■ AIM OF THE EXERCISE ■
Print the entire listing. Each line must match the original exactly.

═══ DATA FOR THIS EXERCISE

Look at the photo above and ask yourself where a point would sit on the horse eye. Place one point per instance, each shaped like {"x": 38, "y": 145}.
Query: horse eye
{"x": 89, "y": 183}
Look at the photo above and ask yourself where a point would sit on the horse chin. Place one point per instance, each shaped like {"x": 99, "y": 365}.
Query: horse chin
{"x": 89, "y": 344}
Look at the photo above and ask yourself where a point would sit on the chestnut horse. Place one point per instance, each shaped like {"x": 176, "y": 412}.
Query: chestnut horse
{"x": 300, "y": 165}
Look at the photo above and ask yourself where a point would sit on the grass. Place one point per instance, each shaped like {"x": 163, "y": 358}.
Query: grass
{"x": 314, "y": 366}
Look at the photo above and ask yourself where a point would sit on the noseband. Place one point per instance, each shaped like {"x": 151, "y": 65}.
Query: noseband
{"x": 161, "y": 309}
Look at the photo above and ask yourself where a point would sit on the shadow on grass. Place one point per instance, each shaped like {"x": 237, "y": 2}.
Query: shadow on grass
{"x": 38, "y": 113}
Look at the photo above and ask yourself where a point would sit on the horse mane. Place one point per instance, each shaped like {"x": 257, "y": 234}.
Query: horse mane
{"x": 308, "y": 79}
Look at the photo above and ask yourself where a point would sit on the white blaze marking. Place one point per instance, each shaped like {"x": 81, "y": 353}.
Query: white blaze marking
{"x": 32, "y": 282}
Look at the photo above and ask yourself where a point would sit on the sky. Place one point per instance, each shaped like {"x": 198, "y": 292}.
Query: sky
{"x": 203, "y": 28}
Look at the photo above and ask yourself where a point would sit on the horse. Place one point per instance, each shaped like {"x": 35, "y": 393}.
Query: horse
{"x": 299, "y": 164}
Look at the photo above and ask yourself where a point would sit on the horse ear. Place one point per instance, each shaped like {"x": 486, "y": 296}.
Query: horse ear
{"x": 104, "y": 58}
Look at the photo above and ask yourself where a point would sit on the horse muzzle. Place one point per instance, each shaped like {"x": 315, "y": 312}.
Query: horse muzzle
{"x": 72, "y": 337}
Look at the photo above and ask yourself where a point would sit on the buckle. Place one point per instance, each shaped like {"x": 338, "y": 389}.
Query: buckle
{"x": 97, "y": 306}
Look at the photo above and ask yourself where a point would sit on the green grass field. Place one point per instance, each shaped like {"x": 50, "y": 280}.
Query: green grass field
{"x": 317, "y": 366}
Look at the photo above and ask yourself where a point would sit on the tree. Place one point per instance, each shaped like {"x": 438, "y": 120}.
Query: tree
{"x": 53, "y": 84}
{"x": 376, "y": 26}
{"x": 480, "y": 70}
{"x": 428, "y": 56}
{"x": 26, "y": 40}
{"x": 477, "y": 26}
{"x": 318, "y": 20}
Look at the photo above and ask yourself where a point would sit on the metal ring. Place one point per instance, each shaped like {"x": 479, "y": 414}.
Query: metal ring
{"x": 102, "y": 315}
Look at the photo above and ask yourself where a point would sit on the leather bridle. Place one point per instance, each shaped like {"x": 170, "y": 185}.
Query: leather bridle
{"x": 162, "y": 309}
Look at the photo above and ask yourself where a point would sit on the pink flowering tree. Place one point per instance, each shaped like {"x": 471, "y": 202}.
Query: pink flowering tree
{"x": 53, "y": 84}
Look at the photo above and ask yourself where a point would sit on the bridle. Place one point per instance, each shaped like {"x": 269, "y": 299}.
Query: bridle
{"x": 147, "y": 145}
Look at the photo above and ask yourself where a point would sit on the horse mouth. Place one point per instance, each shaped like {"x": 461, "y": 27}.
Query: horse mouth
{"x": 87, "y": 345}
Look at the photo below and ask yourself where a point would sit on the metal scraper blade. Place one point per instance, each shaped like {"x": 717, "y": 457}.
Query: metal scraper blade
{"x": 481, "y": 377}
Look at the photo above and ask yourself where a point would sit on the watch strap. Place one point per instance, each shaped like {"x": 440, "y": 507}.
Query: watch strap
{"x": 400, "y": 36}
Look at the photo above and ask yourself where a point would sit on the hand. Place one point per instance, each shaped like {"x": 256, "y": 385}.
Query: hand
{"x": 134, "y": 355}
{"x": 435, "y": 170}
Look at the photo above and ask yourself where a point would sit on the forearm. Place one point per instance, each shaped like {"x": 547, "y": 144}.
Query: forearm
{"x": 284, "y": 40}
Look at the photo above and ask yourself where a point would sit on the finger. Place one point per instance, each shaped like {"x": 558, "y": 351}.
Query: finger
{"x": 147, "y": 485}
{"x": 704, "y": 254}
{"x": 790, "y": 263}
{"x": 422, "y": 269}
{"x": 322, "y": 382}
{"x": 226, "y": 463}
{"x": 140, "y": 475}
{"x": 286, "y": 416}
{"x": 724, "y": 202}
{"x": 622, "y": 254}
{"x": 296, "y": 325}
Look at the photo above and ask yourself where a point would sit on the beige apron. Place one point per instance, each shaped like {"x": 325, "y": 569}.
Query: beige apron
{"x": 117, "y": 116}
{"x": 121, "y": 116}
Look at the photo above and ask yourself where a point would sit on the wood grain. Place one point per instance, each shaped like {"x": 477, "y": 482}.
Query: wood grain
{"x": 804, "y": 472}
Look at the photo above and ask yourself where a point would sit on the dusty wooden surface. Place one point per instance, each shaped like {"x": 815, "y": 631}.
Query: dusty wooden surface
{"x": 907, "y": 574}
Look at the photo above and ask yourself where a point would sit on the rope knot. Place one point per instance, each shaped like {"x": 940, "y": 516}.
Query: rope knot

══════

■ TASK RESULT ■
Look at the photo above and ask yourself where a point would sit on the horse eye. Place one point per instance, each shaped like {"x": 38, "y": 145}.
Query: horse eye
{"x": 89, "y": 183}
Look at the photo above and ask yourself where a point would sit on the horse chin. Place one point per instance, each shaped like {"x": 99, "y": 365}.
Query: horse chin
{"x": 89, "y": 344}
Look at the photo above and ask yourself where a point would sit on the chestnut horse. Place one point per instance, each shaped like {"x": 176, "y": 412}.
Query: chestnut horse
{"x": 300, "y": 165}
Look at the photo above and ask yourself where a point would sit on the grass. Place one point per instance, each shaped like {"x": 163, "y": 358}.
Query: grass
{"x": 314, "y": 366}
Look at the photo above and ask yourself where a point would sit on the noseband. Place one point per instance, each shaped like {"x": 151, "y": 65}.
Query: noseband
{"x": 161, "y": 309}
Look at the photo above and ask yourself where a point would sit on the shadow on grass. Place one point per instance, each shaped like {"x": 237, "y": 2}.
Query: shadow on grass
{"x": 38, "y": 113}
Look at the photo above and ask yourself where a point would sit on the horse mane. Place one point per instance, each shaped like {"x": 257, "y": 234}.
Query: horse mane
{"x": 308, "y": 79}
Look at the photo above and ask yourself where a point would sit on the white blaze marking. Place one point per instance, each shaped like {"x": 81, "y": 353}.
Query: white blaze marking
{"x": 32, "y": 282}
Look at the photo above and ask yourself where a point would sit on the sky. Place one point per instance, each shaped like {"x": 198, "y": 292}.
Query: sky
{"x": 203, "y": 28}
Look at the photo above and ask yourself where a point would sit on the horse. Place one point per instance, each shaped like {"x": 35, "y": 393}.
Query: horse
{"x": 299, "y": 164}
Look at the photo above and ask yourself where a point would sit on the horse ear. Place one point per instance, each shaped like {"x": 486, "y": 296}.
Query: horse ear
{"x": 104, "y": 58}
Look at the photo above and ask yourself where a point would sit on the horse muzzle. Place one point per instance, each shaped like {"x": 315, "y": 312}.
Query: horse muzzle
{"x": 72, "y": 337}
Look at the photo above and ask yourself where a point would sit on the buckle. Place one point per instance, each shaped like {"x": 338, "y": 389}.
Query: buckle
{"x": 97, "y": 306}
Look at the photo above and ask yourself where a point would sit on the green grass field. Place one point per instance, each shaped like {"x": 50, "y": 280}.
Query: green grass field
{"x": 317, "y": 366}
Look at the photo above and ask yourself where a point would sit on the tree. Place one point per instance, each shaped like {"x": 438, "y": 120}.
Query: tree
{"x": 53, "y": 84}
{"x": 376, "y": 26}
{"x": 480, "y": 70}
{"x": 428, "y": 56}
{"x": 26, "y": 40}
{"x": 477, "y": 26}
{"x": 318, "y": 20}
Look at the photo above and ask yourself where a point would sit on the metal ring. Place one point per instance, each shaped like {"x": 479, "y": 414}.
Query: metal ring
{"x": 102, "y": 315}
Look at the photo above and ask yourself where a point would sit on the leather bridle. Place one point per instance, each shaped like {"x": 170, "y": 185}.
Query: leather bridle
{"x": 162, "y": 309}
Look at the photo above and ask yourself where a point would sit on the pink flowering tree. Place one point per instance, each shaped like {"x": 471, "y": 202}.
Query: pink flowering tree
{"x": 53, "y": 84}
Look at the photo above and ask yourself where a point would sit on the bridle. Place one point per instance, each shaped like {"x": 269, "y": 299}.
Query: bridle
{"x": 147, "y": 145}
Look at the photo above and ask yourself where a point would sit on the horse mouth. Place one point per instance, each shaped like {"x": 461, "y": 27}.
Query: horse mouth
{"x": 87, "y": 345}
Look at the photo below and ask yourself where a point would sit on the metal scraper blade. Place one point per instance, each shaped like {"x": 717, "y": 457}.
Query: metal scraper blade
{"x": 481, "y": 377}
Look at the photo above and ask yourself where a point would sit on the watch strap. Place one point per instance, each shaped like {"x": 440, "y": 507}.
Query: watch strap
{"x": 400, "y": 36}
Look at the photo above and ask yourself where a point would sit on the hand. Place one point per instance, each shaped like {"x": 256, "y": 385}.
Query: hand
{"x": 134, "y": 355}
{"x": 435, "y": 170}
Look at the photo above and ask yourself where a point would sit on the forearm. Place one point per instance, each shaped like {"x": 547, "y": 144}.
Query: forearm
{"x": 284, "y": 40}
Look at the photo above and ask yourself where a point would sit on the finger. Place one point per instance, each shaped like {"x": 558, "y": 351}.
Query: finger
{"x": 147, "y": 485}
{"x": 704, "y": 254}
{"x": 790, "y": 263}
{"x": 422, "y": 269}
{"x": 322, "y": 382}
{"x": 226, "y": 463}
{"x": 140, "y": 475}
{"x": 286, "y": 416}
{"x": 724, "y": 202}
{"x": 622, "y": 254}
{"x": 296, "y": 325}
Look at the photo above and ask yourself where a point would sit on the beige apron. Place one point per instance, each shaped like {"x": 325, "y": 569}.
Query: beige apron
{"x": 117, "y": 116}
{"x": 121, "y": 116}
Look at the photo above and ask yourself where a point would sit on the wood grain. Place one point per instance, each shaped like {"x": 477, "y": 482}.
Query: wood grain
{"x": 804, "y": 472}
Look at the photo above and ask yourself where a point would sit on the dusty wooden surface. Place one point per instance, each shaped like {"x": 815, "y": 631}.
Query: dusty wooden surface
{"x": 907, "y": 574}
Look at the photo above and ask yourself where a point would sit on the rope knot. Place one point per instance, each shaped like {"x": 940, "y": 516}.
Query: rope knot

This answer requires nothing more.